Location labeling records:
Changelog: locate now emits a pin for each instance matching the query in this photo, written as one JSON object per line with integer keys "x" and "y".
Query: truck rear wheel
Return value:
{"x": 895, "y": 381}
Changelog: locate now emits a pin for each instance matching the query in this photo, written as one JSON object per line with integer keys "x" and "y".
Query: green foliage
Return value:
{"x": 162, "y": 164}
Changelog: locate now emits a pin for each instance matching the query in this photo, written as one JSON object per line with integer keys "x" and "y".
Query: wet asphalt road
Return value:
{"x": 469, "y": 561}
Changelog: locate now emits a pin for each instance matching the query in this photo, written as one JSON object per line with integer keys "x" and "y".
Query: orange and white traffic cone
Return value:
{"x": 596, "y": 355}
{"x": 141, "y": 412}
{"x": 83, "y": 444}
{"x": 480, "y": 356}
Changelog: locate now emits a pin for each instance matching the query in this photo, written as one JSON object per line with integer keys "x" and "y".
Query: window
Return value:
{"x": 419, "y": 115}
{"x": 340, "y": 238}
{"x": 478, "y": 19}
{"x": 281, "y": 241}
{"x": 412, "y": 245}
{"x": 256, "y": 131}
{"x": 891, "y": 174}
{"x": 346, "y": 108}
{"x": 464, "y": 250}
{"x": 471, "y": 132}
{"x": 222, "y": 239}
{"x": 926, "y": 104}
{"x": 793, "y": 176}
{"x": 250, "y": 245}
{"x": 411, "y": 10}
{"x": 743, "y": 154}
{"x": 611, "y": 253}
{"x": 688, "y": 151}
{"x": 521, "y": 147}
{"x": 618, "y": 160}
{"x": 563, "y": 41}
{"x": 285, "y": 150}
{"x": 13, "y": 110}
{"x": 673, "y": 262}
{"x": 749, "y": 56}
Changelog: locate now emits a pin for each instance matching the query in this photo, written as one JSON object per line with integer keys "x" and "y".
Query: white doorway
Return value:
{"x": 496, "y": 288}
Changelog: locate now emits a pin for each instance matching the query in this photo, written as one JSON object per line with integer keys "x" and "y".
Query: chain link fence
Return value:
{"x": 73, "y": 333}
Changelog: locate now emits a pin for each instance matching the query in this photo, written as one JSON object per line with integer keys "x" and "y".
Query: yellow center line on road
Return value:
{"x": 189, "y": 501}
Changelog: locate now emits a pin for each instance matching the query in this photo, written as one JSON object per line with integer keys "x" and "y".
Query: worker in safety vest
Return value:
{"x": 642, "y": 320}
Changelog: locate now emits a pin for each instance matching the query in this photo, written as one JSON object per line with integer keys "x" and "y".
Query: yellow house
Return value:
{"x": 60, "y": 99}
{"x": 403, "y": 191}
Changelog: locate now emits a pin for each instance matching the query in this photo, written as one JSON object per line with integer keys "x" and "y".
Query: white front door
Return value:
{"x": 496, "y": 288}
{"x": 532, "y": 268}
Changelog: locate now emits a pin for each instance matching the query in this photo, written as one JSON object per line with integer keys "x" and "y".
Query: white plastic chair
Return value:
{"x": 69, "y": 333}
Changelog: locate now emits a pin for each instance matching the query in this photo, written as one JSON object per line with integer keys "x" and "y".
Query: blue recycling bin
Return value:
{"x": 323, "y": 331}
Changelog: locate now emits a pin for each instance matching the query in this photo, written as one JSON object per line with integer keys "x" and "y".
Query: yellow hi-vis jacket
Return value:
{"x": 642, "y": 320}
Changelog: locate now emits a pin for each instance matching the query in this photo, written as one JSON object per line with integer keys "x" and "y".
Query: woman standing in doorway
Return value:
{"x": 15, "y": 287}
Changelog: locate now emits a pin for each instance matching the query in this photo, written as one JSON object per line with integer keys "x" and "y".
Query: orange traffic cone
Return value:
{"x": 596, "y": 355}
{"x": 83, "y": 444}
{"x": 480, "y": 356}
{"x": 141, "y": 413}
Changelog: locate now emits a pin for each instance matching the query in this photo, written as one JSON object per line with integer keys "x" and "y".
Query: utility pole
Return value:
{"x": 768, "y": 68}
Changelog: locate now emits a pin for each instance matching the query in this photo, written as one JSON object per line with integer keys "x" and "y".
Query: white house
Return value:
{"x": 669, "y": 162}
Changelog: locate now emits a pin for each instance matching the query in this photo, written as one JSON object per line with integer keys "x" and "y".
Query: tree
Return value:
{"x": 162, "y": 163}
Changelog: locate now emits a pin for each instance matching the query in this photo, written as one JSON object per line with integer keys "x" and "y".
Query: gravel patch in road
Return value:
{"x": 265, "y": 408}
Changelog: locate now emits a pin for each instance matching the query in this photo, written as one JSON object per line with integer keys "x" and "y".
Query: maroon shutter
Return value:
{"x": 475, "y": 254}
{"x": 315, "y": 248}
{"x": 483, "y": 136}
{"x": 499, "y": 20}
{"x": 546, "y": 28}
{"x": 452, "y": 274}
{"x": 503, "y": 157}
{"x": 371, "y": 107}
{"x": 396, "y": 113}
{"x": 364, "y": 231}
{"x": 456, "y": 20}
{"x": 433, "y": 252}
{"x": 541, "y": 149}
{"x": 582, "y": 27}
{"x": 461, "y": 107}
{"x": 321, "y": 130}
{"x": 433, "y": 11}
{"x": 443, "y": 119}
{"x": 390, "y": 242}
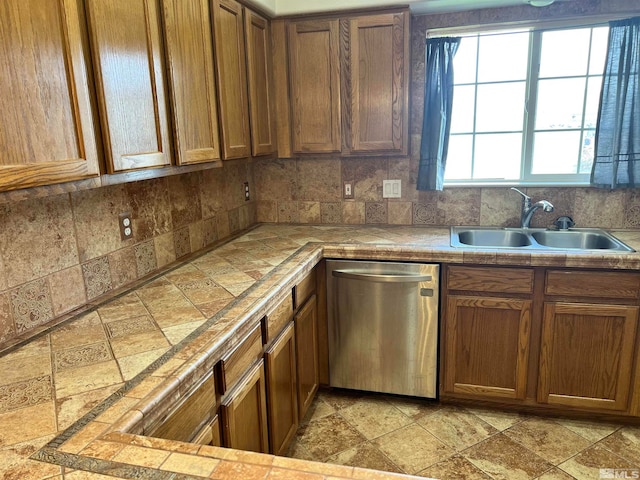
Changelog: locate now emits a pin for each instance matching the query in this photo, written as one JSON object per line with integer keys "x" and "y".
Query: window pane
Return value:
{"x": 503, "y": 57}
{"x": 564, "y": 53}
{"x": 599, "y": 42}
{"x": 464, "y": 61}
{"x": 463, "y": 109}
{"x": 593, "y": 102}
{"x": 560, "y": 103}
{"x": 459, "y": 157}
{"x": 588, "y": 147}
{"x": 500, "y": 107}
{"x": 555, "y": 152}
{"x": 498, "y": 156}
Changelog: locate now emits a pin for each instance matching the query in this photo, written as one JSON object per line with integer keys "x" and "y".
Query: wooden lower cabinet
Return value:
{"x": 306, "y": 327}
{"x": 487, "y": 346}
{"x": 244, "y": 413}
{"x": 587, "y": 355}
{"x": 282, "y": 391}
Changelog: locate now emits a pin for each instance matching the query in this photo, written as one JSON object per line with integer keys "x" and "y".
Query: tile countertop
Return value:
{"x": 76, "y": 399}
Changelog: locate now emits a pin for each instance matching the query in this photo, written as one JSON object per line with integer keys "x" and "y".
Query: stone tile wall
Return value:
{"x": 309, "y": 190}
{"x": 61, "y": 252}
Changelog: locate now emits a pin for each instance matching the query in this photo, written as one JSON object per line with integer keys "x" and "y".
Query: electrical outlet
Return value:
{"x": 347, "y": 191}
{"x": 126, "y": 227}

→ WORK TO DO
Excluding the pictures, restate the records above word for word.

→ ANSWER TO THE PROBLEM
Changelog: locate now emits a pin for each instance matching the query in this photo, written as one JSON object per line with integer keys "x" and "y".
Query: truck rear wheel
Return value:
{"x": 895, "y": 381}
Changelog: locate now emits a pin for each instance matching the query in this photo, written as one JSON object per line with integer keys "x" and "y".
Query: green foliage
Return value:
{"x": 162, "y": 164}
Changelog: locate now emits a pin for each instance matching the query in this photo, written as one JSON object per line with integer keys "x" and "y".
Query: wet asphalt road
Return value:
{"x": 469, "y": 561}
Changelog: locate now emits a pin for each instance matching the query in this photo, written as one JSON object per line with integer keys "x" and "y".
Query: orange and white traffic cone
Return value:
{"x": 596, "y": 355}
{"x": 141, "y": 412}
{"x": 83, "y": 444}
{"x": 480, "y": 356}
Changelog: locate now emits a pin for each instance matching the query in this photo, written as one JSON object per line with integer keys "x" and "y".
Query: window
Return value:
{"x": 419, "y": 115}
{"x": 340, "y": 238}
{"x": 478, "y": 19}
{"x": 281, "y": 241}
{"x": 412, "y": 245}
{"x": 256, "y": 131}
{"x": 891, "y": 174}
{"x": 346, "y": 108}
{"x": 464, "y": 250}
{"x": 471, "y": 132}
{"x": 222, "y": 239}
{"x": 926, "y": 104}
{"x": 793, "y": 176}
{"x": 250, "y": 245}
{"x": 411, "y": 10}
{"x": 743, "y": 154}
{"x": 611, "y": 253}
{"x": 688, "y": 151}
{"x": 521, "y": 147}
{"x": 618, "y": 160}
{"x": 563, "y": 41}
{"x": 285, "y": 150}
{"x": 13, "y": 110}
{"x": 673, "y": 262}
{"x": 749, "y": 56}
Changelog: locate now emits a pin for each instance matching the query in this photo, written as one JSON object per line with integer keys "x" and "y".
Query: white doorway
Return value:
{"x": 496, "y": 288}
Changelog: locate now emits a pin for each instance matching the query in this photo, written as one JSON object per line with integer keys "x" and "y".
Query: chain link fence
Return value:
{"x": 73, "y": 333}
Changelog: locate now emits a pin for each instance matching the query in this photo, written as one JSON object per line with integer keys "x" and "y".
Query: yellow center line on road
Return value:
{"x": 189, "y": 501}
Changelog: locate now emits a pin for each instance matching the query in this photo, written as one JSON object per line with integer keys "x" and "y".
Query: worker in safety vest
Return value:
{"x": 642, "y": 320}
Changelog: locate now emits a pin for each instance matching the query in this photo, written as one JSON object per line with integer keys "x" and "y".
Query: yellow house
Return value:
{"x": 60, "y": 99}
{"x": 403, "y": 191}
Changelog: locate now emits a pin for each instance matching the query in this photo, written as one JSON object per line with integer keys "x" and "y".
Query: white front door
Return value:
{"x": 496, "y": 288}
{"x": 532, "y": 268}
Changelog: locate now emits a pin for each instance matching the query in this photo, written as one JSON object per line with integer keys "x" and "y".
Query: white plastic chair
Return value:
{"x": 69, "y": 333}
Changelog: locate now emits a pin for each instance matching the query in this photo, written as one JSON object per line with integer keys "x" and "y".
Query: blue recycling bin
Return value:
{"x": 323, "y": 331}
Changelog: locate now emits a pin for each instance matching the query in this photo, written as one JSON object per line with integer keys "x" and "y".
Query: yellow hi-vis jacket
Return value:
{"x": 642, "y": 320}
Changelog: locate now emits a pin for each instance matching the query in this photo, written as one JSON object per line with integer keys "x" and "y".
Query: woman standing in doorway
Return value:
{"x": 15, "y": 287}
Changelog: locate now emits a pin for each instance matching the query in this photo, written as one JSON object per line with integer keys "x" and "y".
Query: orange traffic cone
Return value:
{"x": 596, "y": 355}
{"x": 83, "y": 444}
{"x": 480, "y": 356}
{"x": 141, "y": 413}
Changelog: locate now emits a pin for each instance matching the query in this photo, written as one JSON object per line with integer keys "x" and "y".
Query: utility pole
Return value:
{"x": 768, "y": 68}
Changelog: locate now emits a pin for each instance matching the query in this photo, written as one JSON object per line with integer keys "x" and "y".
Query: white house
Return value:
{"x": 669, "y": 162}
Changelog: locate now emits a pin for each instance matching the query in this photo, written as one JSON object per line with integer keys "x" and "y".
Query: tree
Return value:
{"x": 162, "y": 163}
Changelog: locate now emits a pin for each instance matching the query in this photo, written as one JSON object per line with integer keys "x" and "y".
Query: gravel patch in road
Return value:
{"x": 265, "y": 408}
Changelog: locate now emits a pin for each instance matching the query in this photo, written as one JSON object per line with integer keys "x" and "y".
Query: maroon shutter
Return value:
{"x": 475, "y": 254}
{"x": 315, "y": 248}
{"x": 483, "y": 136}
{"x": 499, "y": 20}
{"x": 546, "y": 28}
{"x": 452, "y": 274}
{"x": 503, "y": 157}
{"x": 371, "y": 107}
{"x": 396, "y": 113}
{"x": 364, "y": 231}
{"x": 456, "y": 20}
{"x": 433, "y": 252}
{"x": 541, "y": 149}
{"x": 582, "y": 27}
{"x": 461, "y": 107}
{"x": 321, "y": 130}
{"x": 433, "y": 11}
{"x": 443, "y": 119}
{"x": 390, "y": 242}
Changelog: locate now emits a pin for each instance matching the query in this photo, written as one JSON object per line with integer keys "x" and "y".
Query: window pane
Return value:
{"x": 503, "y": 57}
{"x": 564, "y": 53}
{"x": 599, "y": 42}
{"x": 464, "y": 61}
{"x": 463, "y": 109}
{"x": 593, "y": 102}
{"x": 560, "y": 103}
{"x": 459, "y": 157}
{"x": 588, "y": 147}
{"x": 500, "y": 107}
{"x": 555, "y": 152}
{"x": 498, "y": 156}
Changelog: locate now emits a pin for each instance matching the query in this photo, written as one JSON object per line with integer keys "x" and "y".
Query: wooden lower cabinet
Return value:
{"x": 306, "y": 327}
{"x": 487, "y": 346}
{"x": 244, "y": 413}
{"x": 587, "y": 355}
{"x": 282, "y": 391}
Changelog: locate now emits a pin for each instance matching the query in this photo, written as one JSON object per line with integer keys "x" and "y".
Query: tile countertop
Return value:
{"x": 76, "y": 399}
Changelog: locate now emits a pin for each instance matching the query in this photo, written as one JSON object per line with integer keys "x" and "y".
Query: stone tile wall
Return value:
{"x": 309, "y": 190}
{"x": 61, "y": 252}
Changelog: locate now emits a pin for each instance matching the query in this photo, written as one JSON object per line with integer keys "x" and "y".
Query: electrical outlet
Return value:
{"x": 347, "y": 191}
{"x": 126, "y": 227}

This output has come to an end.